[ÜBUNGSTEXT]

# # # # #

Die umgangssprachliche Bezeichnung Messie ist vom Englischen mess („Durcheinander“) abgeleitet. Gemeint ist damit das übermäßige Ansammeln von Gegenständen und die Unfähigkeit, sich davon zu trennen. „Das Messie-Syndrom kann auch als Wertbeimessungsstörung bezeichnet werden“, erklärt Schönstein. Weil Betroffene bestimmten Dingen einen übersteigerten Wert zumessen, haben sie Schwierigkeiten, sich von ihnen zu trennen. Gründe dafür können eine Depression, eine Persönlichkeitsstörung und Suchterkrankungen sein.

# # # # #

[DATEN ZUM DURCHSEHEN]
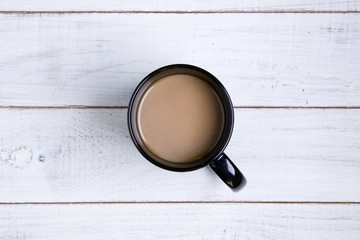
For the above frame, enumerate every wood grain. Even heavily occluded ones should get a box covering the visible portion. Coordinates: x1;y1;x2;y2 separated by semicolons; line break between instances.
0;204;360;240
0;0;360;11
0;13;360;107
0;109;360;203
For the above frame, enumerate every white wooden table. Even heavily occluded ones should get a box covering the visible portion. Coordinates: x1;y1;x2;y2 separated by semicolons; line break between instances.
0;0;360;240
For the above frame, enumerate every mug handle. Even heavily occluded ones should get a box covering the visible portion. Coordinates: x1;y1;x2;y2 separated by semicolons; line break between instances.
210;153;246;191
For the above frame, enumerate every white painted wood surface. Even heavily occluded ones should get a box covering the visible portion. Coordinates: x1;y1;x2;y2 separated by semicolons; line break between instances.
0;0;360;11
0;14;360;107
0;109;360;202
0;203;360;240
0;0;360;240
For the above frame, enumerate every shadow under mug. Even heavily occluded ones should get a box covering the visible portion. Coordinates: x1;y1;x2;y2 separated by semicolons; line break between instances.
127;64;246;191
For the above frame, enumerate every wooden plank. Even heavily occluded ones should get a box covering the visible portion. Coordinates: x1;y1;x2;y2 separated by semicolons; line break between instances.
0;13;360;107
0;0;360;11
0;204;360;240
0;109;360;202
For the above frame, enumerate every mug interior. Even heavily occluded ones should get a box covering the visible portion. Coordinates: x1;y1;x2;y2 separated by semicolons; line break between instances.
128;64;234;171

# # # # #

[WORUM ES GEHT]
Schreib den Text über das Messie-Syndrom nach seinem letzten Satz weiter. Die Einträge brauchst du hier nicht.

[DIE LÖSUNG]
Ein eindrücklicher Fall ist Dietmar Brunner (Name geändert) in Leonberg. Bei ihm stapeln sich alte Platten, CDs und Bücher bis unter die Decke, er hortet Zeitungen und Konzertprogramme, überall liegt Haushaltsmüll. Die Küche ist nicht mehr nutzbar, das Bad gerade noch so. Der 65-Jährige sieht sich selbst nicht als Messie und sagt: „Ich horte nicht. Ich kann mich schwer von etwas Gedrucktem trennen.“ Er sitzt alleine auf dem Sofa, und es wirkt, als habe er sich eingemauert in Papier. Seit vor gut zehn Jahren seine Lebensgefährtin verstarb, ist etwas weggebrochen, und er klammert sich an Dinge. Brunner schämt sich, kämpft mit den Tränen: „Ich habe gedacht, dass ich der einzige in Leonberg bin mit einer so verwahrlosten Wohnung.“ Er hat schon versucht, Ordnung zu machen, Kartons und Putzmittel sind da – aber alleine schafft er es nicht.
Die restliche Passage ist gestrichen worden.